DG MARTIN COLUMN: ‘I just want to keep on voting after I die.’

From 1977 until 1985 and from 1993 through 2001 Wilson County was the de facto capital of North Carolina. At least it was when then Gov. Jim Hunt and his close advisor, Betty McCain, were home from Raleigh.

McCain, who died Nov. 23, served as Hunt’s trusted political partner and friend throughout Hunt’s career. Among her assignments were serving as secretary of the Department of Cultural Resources and first female chair of the state Democratic Party. She also worked tirelessly on Hunt’s successful efforts to change the state’s constitution to permit governors to serve two consecutive terms.

Reports of her death recognized her affection for her late husband, Dr. John McCain, and their children, grandchildren and great-grandchildren. These reports also contained long lists of her accomplishments and service: undergraduate degree from UNC-Chapel Hill, followed by a master’s in music from Columbia University Teachers College followed by positions at UNC-CH’s campus Y and seven decades of service to the university system.

She served on the board of governors of the UNC System, as a member of the UNC-CH board of visitors, chair of the UNC General Alumni Association, and the Lineberger Comprehensive Cancer Center board of visitors. UNC-CH awarded her an honorary degree, the GAA Distinguished Service Medal and the William Richardson Davie Award.

Notwithstanding her many accomplishments and great service to North Carolina, many will most remember her for her warm and steady support for friends and colleagues, her energetic, entertaining and effective speeches, and for her unmatched and disarming sense of humor as demonstrated by the following stories from folks who knew her.

According to Robert Anthony, former curator of the North Carolina Collection, when McCain was speaking to a group of nationally prominent decorative arts experts meeting in New Bern, McCain greeted them in her polished mock country girl manner explaining that she was from Faison in Duplin County, a town so small that the school, she told them, had to use the same car for drivers’ training and for sex education.

For many years, she told this group, people in Duplin made a living growing tobacco. But, she explained, “when the government cracked down on cigarette smoking and thus put the tobacco farmers out of business, some people switched to growing hogs. If we could just get the hogs to start smoking cigarettes, we might be able to get a product we could sell to the Yankees as smoked ham.”

When Michael Hill, historian, and research supervisor at Cultural Resources, bragged about visiting all of North Carolina’s 100 counties, she put her hand softly on his arm and said, “Honey, I’ve been to every precinct.”

Patrick Wooten, deputy commissioner of the state’s Industrial Commission, remembered, “At a political gathering down in Wilson, when the topic of weight gain from politicians eating so much barbecue came up, Betty Ray said, ‘My daughter, Eloise, bought me one of those stationary bicycles and told me that I had to ride it, and that she was going to come over to check the odometer every week.’ When I asked her if she had done that she said, ‘No, honey, I pay the preacher’s little boy to come over and ride it.’”

McCain was an unapologetic Democrat. Willis Whichard, former supreme court justice and biographer of Gov. David Swain, shared this story: Betty used to say that someone once told her mother that she would vote for the devil if he was on the Democratic ticket.  Her mother frowned and responded emphatically, “Not in the primary!”

Once, she told her colleagues that she hoped she would be buried in Madison County, North Carolina. When they asked her why she picked a small mountain county far away from where she lived, she said, “I just want to keep on voting after I die.”

And up in heaven now, she just might figure out how she can keep on voting.

D.G. Martin, a retired lawyer, served as UNC-System’s vice president for public affairs and hosted PBS-NC’s “North Carolina Bookwatch.”

**WORK ITEM A**
In the column about Betty McCain, where did she say she hoped to be buried?
**WORK ITEM B**
Does each statement agree with the column about Betty McCain? (i) McCain was the first woman to chair the state Democratic Party. (ii) McCain earned her master's in music at Duke University. (iii) Michael Hill bragged about visiting every one of North Carolina's 100 counties.
**WORK ITEM C**
Copy out the stretch from "She served on" through "Richardson Davie Award." in the column about Betty McCain, renaming "honorary degree" as "honorary doctorate".
Rely only on the column about Betty McCain, not on anything you already know.

**SOURCE INFORMATION**
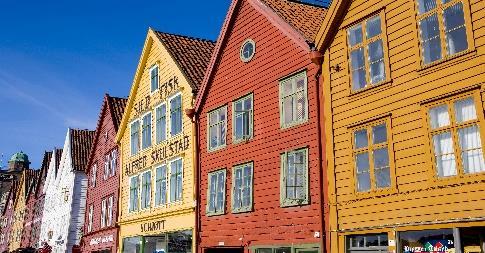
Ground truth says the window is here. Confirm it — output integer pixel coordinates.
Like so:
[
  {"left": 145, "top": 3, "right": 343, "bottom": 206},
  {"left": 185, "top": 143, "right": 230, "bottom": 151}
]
[
  {"left": 280, "top": 71, "right": 308, "bottom": 128},
  {"left": 170, "top": 94, "right": 182, "bottom": 136},
  {"left": 347, "top": 15, "right": 386, "bottom": 91},
  {"left": 207, "top": 170, "right": 226, "bottom": 215},
  {"left": 232, "top": 162, "right": 253, "bottom": 213},
  {"left": 106, "top": 196, "right": 113, "bottom": 227},
  {"left": 129, "top": 176, "right": 139, "bottom": 212},
  {"left": 155, "top": 165, "right": 167, "bottom": 206},
  {"left": 91, "top": 164, "right": 98, "bottom": 188},
  {"left": 141, "top": 112, "right": 152, "bottom": 149},
  {"left": 208, "top": 106, "right": 227, "bottom": 150},
  {"left": 141, "top": 171, "right": 152, "bottom": 209},
  {"left": 170, "top": 158, "right": 183, "bottom": 202},
  {"left": 110, "top": 149, "right": 118, "bottom": 176},
  {"left": 280, "top": 148, "right": 309, "bottom": 206},
  {"left": 428, "top": 97, "right": 485, "bottom": 178},
  {"left": 416, "top": 0, "right": 469, "bottom": 65},
  {"left": 101, "top": 199, "right": 106, "bottom": 228},
  {"left": 232, "top": 94, "right": 253, "bottom": 142},
  {"left": 88, "top": 205, "right": 93, "bottom": 233},
  {"left": 155, "top": 104, "right": 167, "bottom": 143},
  {"left": 130, "top": 120, "right": 140, "bottom": 155},
  {"left": 353, "top": 121, "right": 391, "bottom": 192},
  {"left": 103, "top": 154, "right": 110, "bottom": 180},
  {"left": 150, "top": 65, "right": 158, "bottom": 92}
]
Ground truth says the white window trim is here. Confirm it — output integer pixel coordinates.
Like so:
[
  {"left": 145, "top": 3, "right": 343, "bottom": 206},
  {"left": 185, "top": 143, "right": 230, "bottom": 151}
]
[
  {"left": 155, "top": 101, "right": 170, "bottom": 145},
  {"left": 233, "top": 93, "right": 254, "bottom": 144},
  {"left": 139, "top": 111, "right": 153, "bottom": 151},
  {"left": 148, "top": 63, "right": 160, "bottom": 96},
  {"left": 165, "top": 91, "right": 184, "bottom": 139},
  {"left": 167, "top": 157, "right": 184, "bottom": 204},
  {"left": 278, "top": 70, "right": 309, "bottom": 129},
  {"left": 207, "top": 105, "right": 227, "bottom": 152}
]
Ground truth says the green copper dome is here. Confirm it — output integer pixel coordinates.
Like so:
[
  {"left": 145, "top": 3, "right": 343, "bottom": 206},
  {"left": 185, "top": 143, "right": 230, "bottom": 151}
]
[{"left": 9, "top": 151, "right": 29, "bottom": 163}]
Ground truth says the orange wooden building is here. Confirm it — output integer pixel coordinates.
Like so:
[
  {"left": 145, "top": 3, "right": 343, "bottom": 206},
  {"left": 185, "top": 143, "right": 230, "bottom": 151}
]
[{"left": 317, "top": 0, "right": 485, "bottom": 253}]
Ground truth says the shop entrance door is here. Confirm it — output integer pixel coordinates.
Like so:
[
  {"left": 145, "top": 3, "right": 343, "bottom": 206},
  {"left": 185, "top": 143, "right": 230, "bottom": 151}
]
[{"left": 204, "top": 248, "right": 244, "bottom": 253}]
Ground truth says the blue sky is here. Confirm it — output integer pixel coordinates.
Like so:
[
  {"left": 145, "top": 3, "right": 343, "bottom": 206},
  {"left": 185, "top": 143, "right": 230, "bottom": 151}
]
[{"left": 0, "top": 0, "right": 230, "bottom": 168}]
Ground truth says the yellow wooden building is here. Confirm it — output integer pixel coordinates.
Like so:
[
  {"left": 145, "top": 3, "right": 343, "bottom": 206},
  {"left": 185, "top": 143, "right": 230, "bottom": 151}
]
[
  {"left": 117, "top": 29, "right": 214, "bottom": 253},
  {"left": 315, "top": 0, "right": 485, "bottom": 253}
]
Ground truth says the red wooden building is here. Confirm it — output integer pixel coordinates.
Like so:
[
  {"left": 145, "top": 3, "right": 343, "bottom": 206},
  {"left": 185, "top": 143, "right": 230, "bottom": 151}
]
[
  {"left": 195, "top": 0, "right": 326, "bottom": 253},
  {"left": 81, "top": 94, "right": 127, "bottom": 253},
  {"left": 20, "top": 149, "right": 52, "bottom": 248}
]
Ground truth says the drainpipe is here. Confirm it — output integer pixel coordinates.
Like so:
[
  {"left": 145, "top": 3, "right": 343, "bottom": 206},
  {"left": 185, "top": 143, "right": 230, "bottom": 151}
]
[{"left": 309, "top": 47, "right": 327, "bottom": 253}]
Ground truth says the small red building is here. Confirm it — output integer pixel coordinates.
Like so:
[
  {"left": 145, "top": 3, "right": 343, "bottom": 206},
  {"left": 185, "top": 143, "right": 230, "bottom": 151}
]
[
  {"left": 20, "top": 150, "right": 52, "bottom": 248},
  {"left": 195, "top": 0, "right": 326, "bottom": 253},
  {"left": 81, "top": 94, "right": 127, "bottom": 253}
]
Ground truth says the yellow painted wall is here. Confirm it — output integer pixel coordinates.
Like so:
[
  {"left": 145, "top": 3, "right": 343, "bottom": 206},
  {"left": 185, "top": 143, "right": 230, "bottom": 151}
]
[{"left": 118, "top": 30, "right": 195, "bottom": 250}]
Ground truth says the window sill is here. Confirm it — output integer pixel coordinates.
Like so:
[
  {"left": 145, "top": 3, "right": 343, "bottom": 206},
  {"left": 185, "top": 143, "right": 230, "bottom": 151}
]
[
  {"left": 349, "top": 79, "right": 392, "bottom": 98},
  {"left": 418, "top": 49, "right": 477, "bottom": 75}
]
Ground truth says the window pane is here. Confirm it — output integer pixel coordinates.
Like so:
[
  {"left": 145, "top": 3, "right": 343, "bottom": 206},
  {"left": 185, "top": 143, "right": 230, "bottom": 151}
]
[
  {"left": 350, "top": 47, "right": 367, "bottom": 90},
  {"left": 372, "top": 124, "right": 387, "bottom": 144},
  {"left": 458, "top": 125, "right": 485, "bottom": 174},
  {"left": 349, "top": 24, "right": 363, "bottom": 47},
  {"left": 429, "top": 105, "right": 450, "bottom": 129},
  {"left": 418, "top": 0, "right": 436, "bottom": 14},
  {"left": 443, "top": 2, "right": 468, "bottom": 55},
  {"left": 433, "top": 132, "right": 456, "bottom": 177},
  {"left": 368, "top": 40, "right": 386, "bottom": 83},
  {"left": 366, "top": 16, "right": 381, "bottom": 39},
  {"left": 419, "top": 14, "right": 441, "bottom": 64},
  {"left": 454, "top": 98, "right": 477, "bottom": 123},
  {"left": 354, "top": 129, "right": 368, "bottom": 149}
]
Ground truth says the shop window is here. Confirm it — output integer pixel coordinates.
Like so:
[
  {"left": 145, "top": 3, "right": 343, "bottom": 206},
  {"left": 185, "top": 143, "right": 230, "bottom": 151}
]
[
  {"left": 130, "top": 120, "right": 140, "bottom": 155},
  {"left": 232, "top": 94, "right": 253, "bottom": 143},
  {"left": 170, "top": 158, "right": 184, "bottom": 202},
  {"left": 232, "top": 162, "right": 253, "bottom": 213},
  {"left": 155, "top": 165, "right": 167, "bottom": 206},
  {"left": 170, "top": 94, "right": 182, "bottom": 136},
  {"left": 279, "top": 71, "right": 308, "bottom": 128},
  {"left": 428, "top": 97, "right": 485, "bottom": 178},
  {"left": 155, "top": 104, "right": 167, "bottom": 144},
  {"left": 353, "top": 120, "right": 393, "bottom": 192},
  {"left": 207, "top": 169, "right": 226, "bottom": 215},
  {"left": 280, "top": 148, "right": 309, "bottom": 207},
  {"left": 141, "top": 171, "right": 152, "bottom": 209},
  {"left": 207, "top": 106, "right": 227, "bottom": 151},
  {"left": 416, "top": 0, "right": 471, "bottom": 65},
  {"left": 347, "top": 14, "right": 387, "bottom": 91},
  {"left": 141, "top": 112, "right": 152, "bottom": 149}
]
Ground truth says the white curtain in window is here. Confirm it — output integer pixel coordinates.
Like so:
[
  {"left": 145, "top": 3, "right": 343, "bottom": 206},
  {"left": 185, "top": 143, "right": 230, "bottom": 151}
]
[
  {"left": 433, "top": 132, "right": 456, "bottom": 177},
  {"left": 458, "top": 125, "right": 485, "bottom": 174}
]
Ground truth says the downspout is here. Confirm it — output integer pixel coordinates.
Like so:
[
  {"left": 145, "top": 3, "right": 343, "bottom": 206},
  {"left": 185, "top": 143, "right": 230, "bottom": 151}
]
[{"left": 309, "top": 47, "right": 327, "bottom": 253}]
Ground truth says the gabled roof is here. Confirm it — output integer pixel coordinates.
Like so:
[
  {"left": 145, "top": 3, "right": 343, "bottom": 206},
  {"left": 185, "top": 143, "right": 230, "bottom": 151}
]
[
  {"left": 69, "top": 129, "right": 94, "bottom": 171},
  {"left": 154, "top": 31, "right": 215, "bottom": 90},
  {"left": 195, "top": 0, "right": 326, "bottom": 113},
  {"left": 261, "top": 0, "right": 327, "bottom": 42}
]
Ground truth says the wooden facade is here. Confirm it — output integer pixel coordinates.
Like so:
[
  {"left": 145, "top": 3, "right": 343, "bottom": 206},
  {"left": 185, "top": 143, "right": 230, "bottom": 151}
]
[
  {"left": 317, "top": 0, "right": 485, "bottom": 252},
  {"left": 117, "top": 29, "right": 213, "bottom": 252},
  {"left": 196, "top": 0, "right": 325, "bottom": 253},
  {"left": 81, "top": 94, "right": 126, "bottom": 252}
]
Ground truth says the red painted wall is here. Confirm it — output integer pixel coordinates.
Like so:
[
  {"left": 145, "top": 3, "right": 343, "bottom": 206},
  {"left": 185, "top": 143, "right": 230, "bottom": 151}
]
[
  {"left": 81, "top": 98, "right": 120, "bottom": 252},
  {"left": 198, "top": 1, "right": 324, "bottom": 252}
]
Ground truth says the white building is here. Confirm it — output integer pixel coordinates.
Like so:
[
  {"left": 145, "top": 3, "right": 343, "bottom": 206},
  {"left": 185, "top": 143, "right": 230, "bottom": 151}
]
[{"left": 39, "top": 129, "right": 94, "bottom": 253}]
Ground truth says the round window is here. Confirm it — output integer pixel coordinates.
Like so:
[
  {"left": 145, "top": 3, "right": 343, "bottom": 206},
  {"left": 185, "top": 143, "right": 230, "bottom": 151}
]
[{"left": 240, "top": 39, "right": 256, "bottom": 62}]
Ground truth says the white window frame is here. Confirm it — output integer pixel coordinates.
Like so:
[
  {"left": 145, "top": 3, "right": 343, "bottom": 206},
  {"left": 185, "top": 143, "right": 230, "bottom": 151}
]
[
  {"left": 206, "top": 169, "right": 227, "bottom": 216},
  {"left": 233, "top": 93, "right": 254, "bottom": 143},
  {"left": 278, "top": 70, "right": 309, "bottom": 129},
  {"left": 166, "top": 92, "right": 184, "bottom": 138},
  {"left": 207, "top": 105, "right": 227, "bottom": 152},
  {"left": 280, "top": 147, "right": 310, "bottom": 207}
]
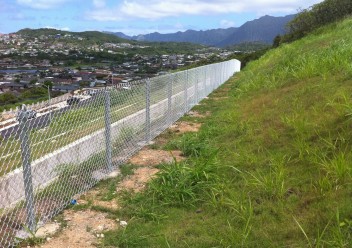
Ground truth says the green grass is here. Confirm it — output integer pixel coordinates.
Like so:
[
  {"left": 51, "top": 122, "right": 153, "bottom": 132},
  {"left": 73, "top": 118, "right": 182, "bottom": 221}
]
[{"left": 97, "top": 19, "right": 352, "bottom": 247}]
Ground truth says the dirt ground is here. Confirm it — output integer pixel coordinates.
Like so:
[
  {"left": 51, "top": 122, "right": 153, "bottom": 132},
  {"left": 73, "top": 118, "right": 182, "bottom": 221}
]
[
  {"left": 187, "top": 110, "right": 210, "bottom": 118},
  {"left": 170, "top": 121, "right": 202, "bottom": 134},
  {"left": 129, "top": 148, "right": 184, "bottom": 166},
  {"left": 37, "top": 209, "right": 117, "bottom": 248},
  {"left": 31, "top": 119, "right": 201, "bottom": 248}
]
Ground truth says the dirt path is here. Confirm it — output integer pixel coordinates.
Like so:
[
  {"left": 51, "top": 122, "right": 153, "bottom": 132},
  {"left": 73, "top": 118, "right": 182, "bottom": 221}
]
[{"left": 35, "top": 117, "right": 204, "bottom": 248}]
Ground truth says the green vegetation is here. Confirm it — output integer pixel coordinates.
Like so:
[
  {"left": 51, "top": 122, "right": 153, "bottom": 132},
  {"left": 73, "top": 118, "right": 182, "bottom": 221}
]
[
  {"left": 97, "top": 19, "right": 352, "bottom": 247},
  {"left": 283, "top": 0, "right": 352, "bottom": 42}
]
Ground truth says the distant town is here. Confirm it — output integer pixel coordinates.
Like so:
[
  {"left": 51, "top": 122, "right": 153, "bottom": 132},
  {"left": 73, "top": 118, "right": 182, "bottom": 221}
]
[{"left": 0, "top": 33, "right": 234, "bottom": 110}]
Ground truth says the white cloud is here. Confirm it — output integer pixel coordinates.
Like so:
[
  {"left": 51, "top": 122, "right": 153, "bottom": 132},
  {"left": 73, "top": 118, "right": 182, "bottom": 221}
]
[
  {"left": 17, "top": 0, "right": 69, "bottom": 9},
  {"left": 220, "top": 20, "right": 235, "bottom": 28},
  {"left": 93, "top": 0, "right": 106, "bottom": 8},
  {"left": 43, "top": 26, "right": 70, "bottom": 31},
  {"left": 89, "top": 0, "right": 323, "bottom": 21}
]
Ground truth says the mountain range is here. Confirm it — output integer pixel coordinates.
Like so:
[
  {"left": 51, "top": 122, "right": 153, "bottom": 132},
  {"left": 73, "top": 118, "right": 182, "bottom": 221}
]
[{"left": 107, "top": 15, "right": 295, "bottom": 47}]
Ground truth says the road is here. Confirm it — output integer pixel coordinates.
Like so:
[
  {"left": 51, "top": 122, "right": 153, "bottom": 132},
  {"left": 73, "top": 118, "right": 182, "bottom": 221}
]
[{"left": 0, "top": 95, "right": 96, "bottom": 139}]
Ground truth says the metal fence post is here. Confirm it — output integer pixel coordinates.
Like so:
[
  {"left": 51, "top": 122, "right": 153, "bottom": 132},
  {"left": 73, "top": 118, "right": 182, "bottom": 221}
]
[
  {"left": 203, "top": 65, "right": 208, "bottom": 97},
  {"left": 18, "top": 106, "right": 36, "bottom": 232},
  {"left": 145, "top": 78, "right": 151, "bottom": 143},
  {"left": 167, "top": 74, "right": 175, "bottom": 124},
  {"left": 194, "top": 71, "right": 199, "bottom": 104},
  {"left": 183, "top": 70, "right": 188, "bottom": 113},
  {"left": 105, "top": 89, "right": 112, "bottom": 171}
]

**EXERCISE RESPONSE A**
In Madison County, North Carolina.

**EXERCISE RESPONSE B**
(i) Yes: "first female chair of the state Democratic Party."
(ii) No: "a master’s in music from Columbia University Teachers College."
(iii) Yes: "bragged about visiting all of North Carolina’s 100 counties."

**EXERCISE RESPONSE C**
She served on the board of governors of the UNC System, as a member of the UNC-CH board of visitors, chair of the UNC General Alumni Association, and the Lineberger Comprehensive Cancer Center board of visitors. UNC-CH awarded her an honorary doctorate, the GAA Distinguished Service Medal and the William Richardson Davie Award.